**What this task involves:**
Return the rows below verbatim, covering only the stretch from the line that contains "of the clamp" through the line that contains "column 1350, row 549", with both of those lines included.

[Entries from a pointing dataset]
-=-=-=-=-
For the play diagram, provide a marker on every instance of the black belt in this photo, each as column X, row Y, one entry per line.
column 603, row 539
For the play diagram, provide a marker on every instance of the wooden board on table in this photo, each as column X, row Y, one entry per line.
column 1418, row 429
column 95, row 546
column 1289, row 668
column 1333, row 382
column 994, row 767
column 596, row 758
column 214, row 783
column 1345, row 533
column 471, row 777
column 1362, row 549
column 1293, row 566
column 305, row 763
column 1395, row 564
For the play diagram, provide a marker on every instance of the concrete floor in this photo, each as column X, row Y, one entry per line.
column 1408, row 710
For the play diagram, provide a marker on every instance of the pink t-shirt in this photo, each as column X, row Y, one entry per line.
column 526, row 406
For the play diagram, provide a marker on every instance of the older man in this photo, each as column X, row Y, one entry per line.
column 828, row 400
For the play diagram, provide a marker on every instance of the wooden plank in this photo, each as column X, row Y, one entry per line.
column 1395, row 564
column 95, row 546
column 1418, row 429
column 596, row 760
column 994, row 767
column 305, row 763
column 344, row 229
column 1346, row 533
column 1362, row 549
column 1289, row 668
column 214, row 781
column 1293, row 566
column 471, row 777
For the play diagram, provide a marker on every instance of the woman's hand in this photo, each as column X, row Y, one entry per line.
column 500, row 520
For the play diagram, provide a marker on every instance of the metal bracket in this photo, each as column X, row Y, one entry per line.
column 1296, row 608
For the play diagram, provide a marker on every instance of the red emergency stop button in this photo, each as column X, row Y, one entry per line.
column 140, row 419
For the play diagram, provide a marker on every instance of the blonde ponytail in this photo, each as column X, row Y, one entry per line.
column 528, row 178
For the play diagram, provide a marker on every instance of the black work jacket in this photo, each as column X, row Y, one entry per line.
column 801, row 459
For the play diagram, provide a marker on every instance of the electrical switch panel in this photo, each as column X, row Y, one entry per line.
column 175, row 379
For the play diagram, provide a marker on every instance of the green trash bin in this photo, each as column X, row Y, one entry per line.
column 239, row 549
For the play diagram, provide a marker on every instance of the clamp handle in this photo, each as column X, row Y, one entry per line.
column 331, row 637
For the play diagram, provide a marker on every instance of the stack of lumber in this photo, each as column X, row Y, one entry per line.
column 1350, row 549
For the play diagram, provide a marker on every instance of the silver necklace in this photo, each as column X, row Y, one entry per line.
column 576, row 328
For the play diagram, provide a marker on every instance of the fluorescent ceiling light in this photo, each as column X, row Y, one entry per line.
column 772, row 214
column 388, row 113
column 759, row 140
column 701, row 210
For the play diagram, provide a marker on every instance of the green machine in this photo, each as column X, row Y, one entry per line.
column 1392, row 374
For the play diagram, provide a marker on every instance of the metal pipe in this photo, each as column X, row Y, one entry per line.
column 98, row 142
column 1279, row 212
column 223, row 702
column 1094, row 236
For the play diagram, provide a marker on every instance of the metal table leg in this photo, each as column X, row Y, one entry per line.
-=-=-=-=-
**Solution to this problem:**
For the play diagram, provide a marker on every instance of the clamp handle in this photo, each as column X, row Y, one entry per line.
column 331, row 637
For the play diagram, provide a marker on every instance of the stack of lumber in this photo, each as column X, row Y, one entry per line.
column 1350, row 549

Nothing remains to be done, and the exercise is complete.